Referring expression data:

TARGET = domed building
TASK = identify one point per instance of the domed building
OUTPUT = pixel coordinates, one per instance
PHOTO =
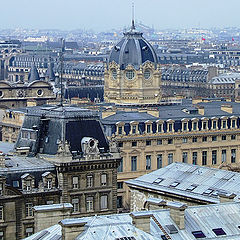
(132, 74)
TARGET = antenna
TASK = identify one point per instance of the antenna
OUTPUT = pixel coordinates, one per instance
(133, 26)
(61, 74)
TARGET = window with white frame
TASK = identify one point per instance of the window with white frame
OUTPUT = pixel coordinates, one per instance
(49, 183)
(89, 181)
(75, 182)
(104, 202)
(29, 209)
(75, 203)
(1, 213)
(104, 179)
(89, 204)
(29, 231)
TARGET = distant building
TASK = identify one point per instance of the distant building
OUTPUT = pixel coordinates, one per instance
(189, 184)
(172, 220)
(62, 156)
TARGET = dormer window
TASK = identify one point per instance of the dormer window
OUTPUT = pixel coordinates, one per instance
(134, 129)
(48, 180)
(28, 185)
(27, 182)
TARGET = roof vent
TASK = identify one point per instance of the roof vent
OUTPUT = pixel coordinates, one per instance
(172, 229)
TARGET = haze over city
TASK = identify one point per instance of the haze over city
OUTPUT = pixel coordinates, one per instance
(108, 14)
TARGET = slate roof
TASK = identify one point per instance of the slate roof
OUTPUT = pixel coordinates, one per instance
(128, 117)
(203, 218)
(186, 180)
(55, 123)
(133, 49)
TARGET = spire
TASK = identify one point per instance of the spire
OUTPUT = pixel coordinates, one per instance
(133, 25)
(50, 73)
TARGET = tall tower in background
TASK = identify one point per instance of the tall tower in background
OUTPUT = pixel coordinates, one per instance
(132, 74)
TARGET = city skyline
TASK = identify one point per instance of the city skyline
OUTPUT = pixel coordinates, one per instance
(106, 15)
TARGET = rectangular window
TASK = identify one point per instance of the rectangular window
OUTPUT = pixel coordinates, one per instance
(204, 157)
(194, 139)
(214, 138)
(214, 124)
(89, 204)
(120, 185)
(90, 181)
(194, 160)
(1, 213)
(224, 155)
(29, 231)
(134, 163)
(214, 157)
(75, 203)
(119, 202)
(159, 127)
(103, 202)
(49, 183)
(233, 155)
(120, 167)
(134, 144)
(204, 139)
(159, 161)
(148, 143)
(224, 124)
(28, 210)
(134, 129)
(148, 162)
(119, 130)
(28, 185)
(184, 157)
(233, 137)
(1, 189)
(104, 179)
(148, 128)
(170, 158)
(75, 182)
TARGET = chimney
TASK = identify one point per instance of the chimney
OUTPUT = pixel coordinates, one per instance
(200, 110)
(2, 160)
(48, 215)
(227, 108)
(226, 197)
(177, 213)
(141, 220)
(71, 228)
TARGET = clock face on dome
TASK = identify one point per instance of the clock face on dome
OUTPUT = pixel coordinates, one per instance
(114, 73)
(130, 74)
(147, 74)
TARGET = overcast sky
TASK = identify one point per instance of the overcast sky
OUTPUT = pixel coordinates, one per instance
(102, 15)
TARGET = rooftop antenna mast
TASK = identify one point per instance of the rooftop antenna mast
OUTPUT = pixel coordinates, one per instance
(61, 73)
(133, 25)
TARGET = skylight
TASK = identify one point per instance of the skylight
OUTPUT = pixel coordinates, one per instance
(198, 234)
(219, 231)
(158, 180)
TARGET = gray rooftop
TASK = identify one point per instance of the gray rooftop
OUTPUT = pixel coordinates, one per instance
(192, 181)
(204, 218)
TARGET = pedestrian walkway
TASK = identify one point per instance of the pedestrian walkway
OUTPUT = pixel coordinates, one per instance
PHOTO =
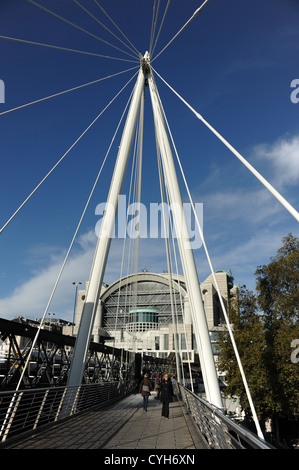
(122, 425)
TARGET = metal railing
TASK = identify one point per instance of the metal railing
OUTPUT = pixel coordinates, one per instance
(219, 431)
(25, 410)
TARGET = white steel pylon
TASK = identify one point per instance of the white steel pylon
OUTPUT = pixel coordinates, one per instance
(104, 239)
(102, 250)
(187, 259)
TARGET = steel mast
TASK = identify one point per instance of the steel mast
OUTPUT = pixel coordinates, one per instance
(203, 341)
(104, 240)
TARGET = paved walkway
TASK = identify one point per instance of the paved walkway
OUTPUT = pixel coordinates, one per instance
(122, 425)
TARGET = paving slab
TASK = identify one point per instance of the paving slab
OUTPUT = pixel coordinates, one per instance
(122, 425)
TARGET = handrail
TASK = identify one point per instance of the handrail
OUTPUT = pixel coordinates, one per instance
(24, 410)
(218, 430)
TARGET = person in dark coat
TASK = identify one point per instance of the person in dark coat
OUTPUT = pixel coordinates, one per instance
(166, 394)
(145, 390)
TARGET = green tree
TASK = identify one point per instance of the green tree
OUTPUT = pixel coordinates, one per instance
(264, 325)
(278, 298)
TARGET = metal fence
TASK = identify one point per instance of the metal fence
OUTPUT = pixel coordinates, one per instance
(26, 410)
(219, 431)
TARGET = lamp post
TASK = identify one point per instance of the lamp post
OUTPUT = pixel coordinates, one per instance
(76, 284)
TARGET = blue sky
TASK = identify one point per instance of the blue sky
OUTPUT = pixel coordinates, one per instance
(234, 64)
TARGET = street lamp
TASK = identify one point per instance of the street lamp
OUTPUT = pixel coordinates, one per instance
(76, 284)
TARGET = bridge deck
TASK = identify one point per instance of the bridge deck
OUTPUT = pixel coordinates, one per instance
(122, 425)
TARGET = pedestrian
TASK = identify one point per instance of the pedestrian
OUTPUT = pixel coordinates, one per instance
(166, 394)
(157, 386)
(145, 390)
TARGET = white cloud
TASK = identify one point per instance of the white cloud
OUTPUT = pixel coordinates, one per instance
(30, 298)
(283, 155)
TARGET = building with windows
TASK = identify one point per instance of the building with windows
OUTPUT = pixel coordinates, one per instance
(150, 313)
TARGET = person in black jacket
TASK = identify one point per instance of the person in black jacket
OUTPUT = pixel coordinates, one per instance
(166, 394)
(145, 390)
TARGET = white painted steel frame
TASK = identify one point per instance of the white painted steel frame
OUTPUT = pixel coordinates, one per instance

Try it:
Copy out the lines above in full and unaltered, apart from the pictures.

Response area:
TARGET = domed building
TASK = identify one point per instance of the domed building
OUTPUT = pixel coordinates, one per instance
PHOTO =
(132, 74)
TARGET = antenna
TASK = identify one point per instance of the antenna
OUTPUT = pixel coordinates, one per instance
(133, 26)
(61, 74)
TARGET = window with white frame
TASK = identify one point per instance of the window with white frame
OUTPUT = pixel coordinates, one per instance
(49, 183)
(89, 181)
(75, 182)
(104, 202)
(29, 209)
(75, 203)
(1, 213)
(104, 179)
(89, 204)
(29, 231)
TARGET = distant building
TASK = identify one point per instance of the distant building
OUTPUT = pixel coordinates, one per instance
(189, 184)
(172, 220)
(62, 156)
TARGET = dormer window
TASK = identify one point per instance of the dormer window
OUTPUT = pixel coordinates, one per instance
(134, 129)
(48, 180)
(28, 185)
(27, 182)
TARGET = roof vent
TASK = identify one point per instance of the roof vent
OUTPUT = pixel coordinates, one per instance
(172, 229)
TARGET = haze over city
TASK = identify one point per instance of the haze over city
OUTPUT = pixel coordinates, one per instance
(108, 14)
TARGET = slate roof
TASK = identify one point per instance of the slate roof
OUTPUT = pixel coordinates, one per instance
(128, 117)
(203, 218)
(186, 180)
(55, 123)
(133, 49)
TARGET = spire
TASK = identify one point per instance of the spire
OUTPUT = pixel coordinates, one per instance
(133, 25)
(50, 73)
TARGET = tall tower in background
TASK = identify one point per instance of the tall tower in background
OUTPUT = pixel coordinates, one per instance
(132, 74)
TARGET = city skyline
TASK = identify one point per instance of the city skyline
OUTPUT = pixel coordinates, one per instance
(106, 15)
TARGET = rectangular window
TASK = identify one point per instance of the rectangular window
OUTPUT = pixel coordinates, one per instance
(204, 157)
(194, 139)
(214, 138)
(214, 124)
(89, 204)
(120, 185)
(90, 181)
(194, 160)
(1, 213)
(224, 155)
(29, 231)
(134, 163)
(214, 157)
(75, 203)
(119, 202)
(159, 127)
(103, 202)
(49, 183)
(233, 155)
(120, 167)
(134, 144)
(204, 139)
(159, 161)
(148, 143)
(224, 124)
(28, 210)
(134, 129)
(148, 162)
(119, 130)
(28, 185)
(184, 157)
(233, 137)
(1, 189)
(104, 179)
(148, 128)
(170, 158)
(75, 182)
TARGET = chimney
TASK = identify one point per instance of the chimney
OUTPUT = pixel coordinates, one per instance
(200, 110)
(2, 160)
(48, 215)
(227, 108)
(226, 197)
(177, 213)
(141, 220)
(71, 228)
TARGET = clock face on dome
TASK = identify one point per instance of the clock face on dome
OUTPUT = pixel coordinates, one per instance
(114, 73)
(130, 74)
(147, 74)
TARGET = overcast sky
TASK = identify one point per instance of the overcast sky
OUTPUT = pixel coordinates, one per instance
(102, 15)
TARGET = rooftop antenna mast
TASK = identify one point per instance of the rooftop antenna mast
OUTPUT = pixel coordinates, one per instance
(61, 73)
(133, 25)
TARGET = skylight
TASK = identify one point per instance of the skylight
OUTPUT = pixel coordinates, one per instance
(198, 234)
(219, 231)
(158, 180)
TARGET = gray rooftop
TASK = identify one point per instance of the gray rooftop
OUTPUT = pixel coordinates, one per instance
(192, 181)
(204, 218)
TARGET = pedestrian walkway
TASK = identify one point per instance of the pedestrian walkway
OUTPUT = pixel coordinates, one per instance
PHOTO =
(122, 425)
TARGET = metal railing
TASK = identify one point per instance of the metal railing
OUTPUT = pixel coordinates, one per instance
(219, 431)
(25, 410)
TARGET = white steel pylon
TASK = identify one point per instance of the white steel pylon
OUTPUT = pixel coordinates, one per instance
(104, 239)
(102, 250)
(187, 259)
TARGET = steel mast
TASK = identify one point per instance of the steel mast
OUTPUT = pixel coordinates, one per instance
(203, 341)
(104, 240)
TARGET = paved walkway
TASK = identify one point per instance of the paved walkway
OUTPUT = pixel coordinates, one per instance
(122, 425)
TARGET = paving slab
TASK = identify one point per instance of the paving slab
OUTPUT = pixel coordinates, one per instance
(122, 425)
TARGET = handrail
TASK = identify one point per instance of the handrail
OUTPUT = pixel coordinates, one per instance
(24, 410)
(218, 430)
TARGET = person in dark coat
TASK = identify one point per instance of the person in dark coat
OUTPUT = pixel coordinates, one per instance
(166, 394)
(145, 390)
TARGET = green tree
TASK = identify one point per instance of the green tree
OUTPUT = pixel coordinates, one per instance
(264, 325)
(278, 298)
TARGET = metal fence
TASK = identify one point per instance of the metal fence
OUTPUT = pixel coordinates, one per instance
(26, 410)
(219, 431)
TARGET = lamp post
TASK = identify one point per instance of the lamp post
OUTPUT = pixel coordinates, one per instance
(76, 284)
TARGET = blue sky
TASK = identify one point per instance of the blue sky
OUTPUT = pixel coordinates, one per instance
(234, 64)
TARGET = street lamp
TASK = identify one point per instance of the street lamp
OUTPUT = pixel coordinates, one per instance
(76, 284)
TARGET = bridge deck
TASK = identify one point per instance of the bridge deck
OUTPUT = pixel coordinates, one per instance
(122, 425)
TARGET = pedestrian
TASK = identify one point per instance of the pedestrian
OUTPUT = pixel coordinates, one per instance
(166, 394)
(157, 386)
(145, 390)
TARGET = white cloud
TASK = identify one point per instance of the white cloud
OUTPUT = pixel coordinates, one per instance
(30, 298)
(283, 155)
TARGET = building with windows
TASK = identify one point per instance of the building with windows
OUTPUT = pixel coordinates, one per instance
(150, 313)
TARGET = person in black jacket
TASK = identify one point per instance of the person in black jacket
OUTPUT = pixel coordinates, one per instance
(166, 394)
(145, 390)
TARGET = white painted steel frame
TASK = identify one point per instance of the white painted steel frame
OUTPUT = pixel coordinates, one per instance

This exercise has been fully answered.